▼

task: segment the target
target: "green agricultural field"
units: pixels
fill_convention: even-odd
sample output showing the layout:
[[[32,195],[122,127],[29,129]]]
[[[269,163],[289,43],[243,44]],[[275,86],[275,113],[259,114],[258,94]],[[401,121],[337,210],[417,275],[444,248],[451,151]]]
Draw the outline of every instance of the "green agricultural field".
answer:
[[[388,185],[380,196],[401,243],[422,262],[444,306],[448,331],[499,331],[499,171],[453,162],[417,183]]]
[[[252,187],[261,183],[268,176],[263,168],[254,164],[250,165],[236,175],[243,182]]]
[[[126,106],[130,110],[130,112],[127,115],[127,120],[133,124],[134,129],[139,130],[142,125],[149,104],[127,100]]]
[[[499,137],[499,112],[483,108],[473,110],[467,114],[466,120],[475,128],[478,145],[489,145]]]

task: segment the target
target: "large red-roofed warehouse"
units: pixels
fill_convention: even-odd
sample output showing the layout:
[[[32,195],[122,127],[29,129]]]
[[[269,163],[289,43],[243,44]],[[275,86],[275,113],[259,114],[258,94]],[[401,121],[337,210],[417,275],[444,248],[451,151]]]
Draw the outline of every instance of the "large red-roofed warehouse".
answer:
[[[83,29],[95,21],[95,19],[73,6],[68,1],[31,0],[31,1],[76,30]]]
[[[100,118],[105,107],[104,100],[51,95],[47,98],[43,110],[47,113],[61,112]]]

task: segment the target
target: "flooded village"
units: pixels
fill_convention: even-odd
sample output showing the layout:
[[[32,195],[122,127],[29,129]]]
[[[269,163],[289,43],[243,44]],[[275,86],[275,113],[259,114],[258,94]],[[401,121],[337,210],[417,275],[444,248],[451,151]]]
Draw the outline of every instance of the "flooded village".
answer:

▲

EXERCISE BRIEF — Return the full listing above verbatim, reproducing every line in its original order without any changes.

SOLUTION TO THE PROBLEM —
task: segment the target
target: "green agricultural field"
units: pixels
fill_convention: even-odd
sample output showing the layout:
[[[32,195],[122,127],[29,129]]]
[[[269,163],[289,43],[243,44]],[[275,86],[275,113],[259,114],[258,94]],[[401,121],[337,210],[417,275],[444,248],[451,151]]]
Draw the outline of every instance of the "green agricultural field".
answer:
[[[388,185],[380,196],[401,243],[422,262],[444,306],[448,331],[499,331],[499,171],[453,162],[417,183]]]
[[[252,187],[261,183],[268,176],[263,168],[254,164],[250,165],[236,175],[243,182]]]
[[[126,106],[130,110],[130,112],[127,115],[127,120],[133,124],[134,129],[139,130],[142,125],[149,104],[127,100]]]
[[[499,137],[499,112],[483,108],[473,110],[467,114],[466,120],[475,128],[478,145],[489,145]]]

task: segment the target
target: "large red-roofed warehouse"
units: pixels
fill_convention: even-odd
sample output showing the layout:
[[[32,195],[122,127],[29,129]]]
[[[269,163],[289,43],[243,44]],[[275,86],[275,113],[259,114],[258,94]],[[401,121],[337,210],[417,275],[444,248],[451,151]]]
Draw the outline of every instance of the "large red-roofed warehouse".
answer:
[[[83,29],[95,21],[95,19],[73,6],[68,1],[31,0],[31,1],[76,30]]]
[[[100,118],[105,107],[104,100],[51,95],[47,98],[43,110],[47,113],[61,112]]]

task: segment the target
target: "flooded village"
units: pixels
fill_convention: even-odd
sample output showing the layout:
[[[32,195],[122,127],[29,129]]]
[[[269,163],[289,43],[243,44]],[[275,86],[275,113],[259,114],[258,94]],[[401,121],[337,210],[417,275],[444,248],[451,151]]]
Draw the outline of every instance of the "flooded village".
answer:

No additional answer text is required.